Bad, Wrong, & Psychotic (was Re: On the Use of Clinical Terms in Social T...

JKSCHW at aol.com JKSCHW at aol.com
Mon Feb 7 18:11:21 PST 2000


In a message dated 00-02-07 20:03:07 EST, you write:

<< The only way I can make sense of your comments is to read them as follows: a

woman who has an abortion, and who sees it as a moral choice, is psychotic."
>>

Hard to know where you got that. I was talking about David Irving, the Holocaust-denier and pro-Nazi historian. I think you have to be kind of crazy to know as much about the Nazis as Irving does and think that he thinks. As to women who have abortions and think that's a moral choice, I think they are quite right--and here I differ from you.

But I don't think you' and other antimoralists are crazy or psychotic or otherwise unbalanced, just mistaken. I also (I am sure you will be reassured to know) don't think you are evil, even if you presume to suppose that my daughter finds me uncool. (In fact she does, but she's 10 years old. All 10 year olds think their parents are uncool.)

Now Irving, he's evil. But his evil has a mad quality to it that makes it appropriate to call crazy or psychotic. It is possible to evil without this sort of craziness: MacNamara had that sort of relentlessly sane bureaucratic eviul. And it's possible to be crazy and even psychotic without having a trace of moral taint. Most mentally ill people are like this.

PC is not a powerful Force, contrary to what rightwingers think, and it's nothing compared to Real Correctness that makes left wing ideas unspeakable. As I know, I fear, far better than you, having been at the business end of it. But I was in the acdemy long enough to recognize that there is PC which isn't Miss Manners--and after that little rant ("frat boy," indeed), you are in no position to lecture me on manners. PC is a quite real, absurd, and obsessive practice language policing to make sure that, in the absence of real equity, at least the local idiom is inclusive and inoffensive to the local sensibility. It's possible that in English departments PC is so pervasive that people do just think of it as good manners, which means, I suppose, that it is good manners in English departments. But elsewhere, it's just considered a pain.

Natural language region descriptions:
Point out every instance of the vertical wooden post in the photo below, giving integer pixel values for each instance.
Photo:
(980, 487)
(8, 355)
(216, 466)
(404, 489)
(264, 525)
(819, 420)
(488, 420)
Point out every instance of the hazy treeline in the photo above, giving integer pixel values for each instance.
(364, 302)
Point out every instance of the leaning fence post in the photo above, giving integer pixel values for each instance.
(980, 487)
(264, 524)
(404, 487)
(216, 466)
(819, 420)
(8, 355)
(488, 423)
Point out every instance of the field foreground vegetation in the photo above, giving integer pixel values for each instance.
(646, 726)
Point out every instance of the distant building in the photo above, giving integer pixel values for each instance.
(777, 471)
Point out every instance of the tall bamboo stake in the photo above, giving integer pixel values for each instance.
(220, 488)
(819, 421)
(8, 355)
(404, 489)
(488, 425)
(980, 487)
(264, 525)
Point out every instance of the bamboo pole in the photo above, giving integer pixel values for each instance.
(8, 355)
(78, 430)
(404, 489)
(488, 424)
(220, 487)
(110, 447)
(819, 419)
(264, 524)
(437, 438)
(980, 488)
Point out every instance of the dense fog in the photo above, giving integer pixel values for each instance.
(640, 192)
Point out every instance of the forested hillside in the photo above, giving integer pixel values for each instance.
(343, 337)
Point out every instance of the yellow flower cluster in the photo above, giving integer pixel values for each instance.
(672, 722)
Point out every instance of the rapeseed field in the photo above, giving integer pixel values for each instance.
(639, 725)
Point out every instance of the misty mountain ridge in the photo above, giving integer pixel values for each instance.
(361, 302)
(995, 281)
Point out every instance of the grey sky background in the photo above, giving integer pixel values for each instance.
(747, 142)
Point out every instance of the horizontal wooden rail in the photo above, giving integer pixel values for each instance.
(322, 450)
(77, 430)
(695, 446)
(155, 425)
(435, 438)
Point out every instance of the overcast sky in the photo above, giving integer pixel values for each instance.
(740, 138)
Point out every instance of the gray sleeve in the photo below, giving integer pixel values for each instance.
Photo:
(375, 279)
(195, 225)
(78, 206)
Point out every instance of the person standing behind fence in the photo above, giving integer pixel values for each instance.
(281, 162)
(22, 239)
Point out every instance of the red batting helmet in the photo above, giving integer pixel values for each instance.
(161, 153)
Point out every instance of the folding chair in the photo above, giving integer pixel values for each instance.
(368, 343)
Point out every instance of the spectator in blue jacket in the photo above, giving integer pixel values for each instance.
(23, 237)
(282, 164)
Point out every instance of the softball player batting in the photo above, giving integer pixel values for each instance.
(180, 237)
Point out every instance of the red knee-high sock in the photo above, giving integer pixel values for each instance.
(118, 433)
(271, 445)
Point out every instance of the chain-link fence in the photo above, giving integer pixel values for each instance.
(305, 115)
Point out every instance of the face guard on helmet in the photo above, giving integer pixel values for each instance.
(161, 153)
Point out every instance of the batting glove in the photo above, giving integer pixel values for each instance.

■ **PROBLEMS TO WORK ON**
[A] From the message on clinical terms, echo the passage that opens with the words containing "<< The only" and closes with "differ from you.".
[B] In the message on clinical terms, whom does the writer say he was talking about?

■ **COMPLETED EXERCISE**
[A]
<< The only way I can make sense of your comments is to read them as follows: a

woman who has an abortion, and who sees it as a moral choice, is psychotic."
>>

Hard to know where you got that. I was talking about David Irving, the Holocaust-denier and pro-Nazi historian. I think you have to be kind of crazy to know as much about the Nazis as Irving does and think that he thinks. As to women who have abortions and think that's a moral choice, I think they are quite right--and here I differ from you.

[B] David Irving, the Holocaust-denier and pro-Nazi historian.